**文書の抜粋:**
----------------
当院の最大の特徴は2つあります。1つ目は胃・大腸の内視鏡検査と治療を日帰りで行っていること、2つ目は専門性の高いピロリ菌除去に対応していることです。内視鏡検査に関しては、2005年の開業当初は実施しているクリニックが周辺に少なく、対応している施設は珍しいものでした。それ以来、経鼻内視鏡や鎮静剤も取り入れ、苦痛に配慮しながら内視鏡検査を多く行っています。ピロリ菌除去については、保険適用となるのは一次除菌・二次除菌のみですが、当院では自由診療での三次除菌・四次除菌にも対応しています。どちらにしても、待ち時間の軽減や担当医が変わらない安心感につなげたいと思い、開業してクリニックで実施するに至りました。
クリニックで内視鏡検査を行うメリットは何ですか?
検査を受けたその日のうちに自宅に帰ることができるのはもちろんですが、病気の早期発見につなげられることが一番のメリットではないでしょうか。規模の大きい医療機関で検査を受けるとなると、予約を取れるのが数ヵ月先ということも珍しくありません。しかし、当院のようなクリニックであれば、曜日さえ選ばなければ来院から1ヵ月以内に検査を受けていただくことができますし、その分病気を早く見つけることが可能です。検査の順番を待っている期間に病気が進行してしまっては報われませんから、そうなる前にしっかりと体の状態を調べられるのは、患者さんにとってもメリットになると思います。
----------------
**提供データ:**
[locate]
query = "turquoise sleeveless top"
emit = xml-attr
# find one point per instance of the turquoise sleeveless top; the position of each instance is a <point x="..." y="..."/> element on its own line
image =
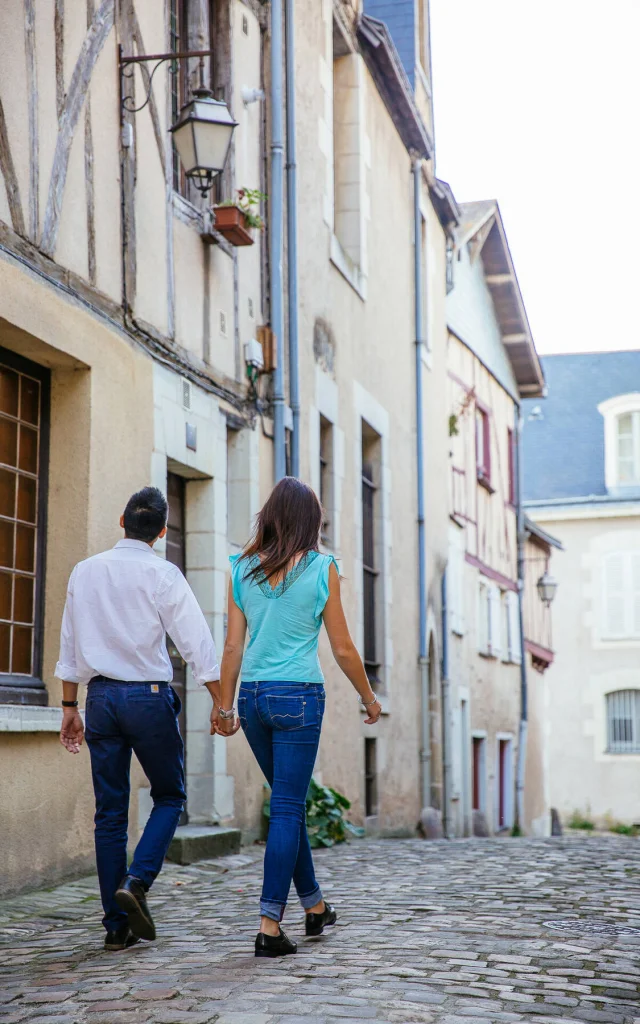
<point x="284" y="623"/>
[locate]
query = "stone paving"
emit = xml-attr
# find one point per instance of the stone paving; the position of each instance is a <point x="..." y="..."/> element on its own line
<point x="467" y="932"/>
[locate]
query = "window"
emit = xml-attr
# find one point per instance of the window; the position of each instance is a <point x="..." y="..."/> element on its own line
<point x="327" y="479"/>
<point x="24" y="435"/>
<point x="348" y="148"/>
<point x="195" y="26"/>
<point x="482" y="445"/>
<point x="479" y="773"/>
<point x="622" y="440"/>
<point x="489" y="619"/>
<point x="504" y="779"/>
<point x="511" y="468"/>
<point x="455" y="581"/>
<point x="623" y="722"/>
<point x="371" y="778"/>
<point x="621" y="596"/>
<point x="628" y="449"/>
<point x="371" y="553"/>
<point x="238" y="485"/>
<point x="511" y="646"/>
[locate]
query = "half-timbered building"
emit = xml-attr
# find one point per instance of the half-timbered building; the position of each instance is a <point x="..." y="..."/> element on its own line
<point x="497" y="633"/>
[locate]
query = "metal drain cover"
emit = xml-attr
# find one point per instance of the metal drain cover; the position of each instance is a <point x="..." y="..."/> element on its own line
<point x="591" y="927"/>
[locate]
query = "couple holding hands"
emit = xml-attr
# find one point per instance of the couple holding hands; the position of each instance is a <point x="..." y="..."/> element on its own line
<point x="120" y="606"/>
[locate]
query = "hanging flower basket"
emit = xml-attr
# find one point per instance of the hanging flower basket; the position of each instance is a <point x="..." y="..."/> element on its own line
<point x="232" y="224"/>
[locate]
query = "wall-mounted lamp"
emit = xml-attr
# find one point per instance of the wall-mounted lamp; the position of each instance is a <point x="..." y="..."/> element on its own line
<point x="547" y="588"/>
<point x="205" y="126"/>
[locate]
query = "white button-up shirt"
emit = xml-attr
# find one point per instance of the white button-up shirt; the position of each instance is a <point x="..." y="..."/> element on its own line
<point x="120" y="605"/>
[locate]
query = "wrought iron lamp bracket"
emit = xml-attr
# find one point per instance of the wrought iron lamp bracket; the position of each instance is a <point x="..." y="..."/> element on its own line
<point x="127" y="70"/>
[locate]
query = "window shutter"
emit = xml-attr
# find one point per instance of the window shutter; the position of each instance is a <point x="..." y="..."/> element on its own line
<point x="495" y="621"/>
<point x="634" y="571"/>
<point x="515" y="640"/>
<point x="483" y="617"/>
<point x="613" y="596"/>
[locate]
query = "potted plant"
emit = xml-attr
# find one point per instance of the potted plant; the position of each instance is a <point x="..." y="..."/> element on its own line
<point x="238" y="219"/>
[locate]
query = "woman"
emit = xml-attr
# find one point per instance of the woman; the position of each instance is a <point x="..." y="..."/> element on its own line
<point x="283" y="588"/>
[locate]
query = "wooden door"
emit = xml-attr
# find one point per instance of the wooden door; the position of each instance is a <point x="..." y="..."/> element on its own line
----------------
**取り組む課題:**
#1 クリニック紹介の本文を2文で要約すること。
#2 クリニック紹介の本文について、次の問いに答えてください。
(a) クリニックが開業したのは何年か。
(b) ピロリ菌除去で保険適用となるのはどの除菌か。
(c) このクリニックでは、曜日を選ばなければ来院からどのくらいの期間内に検査を受けられるか。
#3 クリニック紹介の本文を、最後の文の後から再開して書き継ぐこと。
上の各行は、本文とは別の資料である。

**課題の解答:**
#1 このクリニックは、胃・大腸の内視鏡検査と治療を日帰りで行うことと、自由診療の三次・四次除菌まで含めたピロリ菌除去に対応していることを特徴とし、経鼻内視鏡や鎮静剤を取り入れて苦痛に配慮している。クリニックなら、規模の大きい医療機関では数ヵ月先になることもある検査を曜日を選ばなければ来院から1ヵ月以内に受けられるため、病気の早期発見につながる。

#2
(a) 2005年
(b) 一次除菌と二次除菌
(c) 1ヵ月以内

#3
内視鏡検査について詳しくお聞かせください。

当院で実施している内視鏡検査のほとんどが大腸内視鏡検査です。検査をしてみて大腸内にポリープが見つかった場合は、ある程度初期の段階で3mm以上20mm以下のものであれば切除まで行っています。というのも、大腸ポリープを放っておくと、長い年月をかけて悪性になる可能性が高いといわれているため、条件さえそろえば切除するようにしているのです。ポリープを切除したら、検査当日の夜は流動食、翌日は消化にいいおかゆなどを推奨しているので、術後の流動食を当院でお渡ししています。また、安全で苦痛の少ない検査をめざしていることもあり、検査時は鎮静剤を使うことも可能です。希望される方は、診察の際にあらかじめお伝えください。
専門性の高いピロリ菌除去や難病治療にも真摯に対応
ピロリ菌について教えてください。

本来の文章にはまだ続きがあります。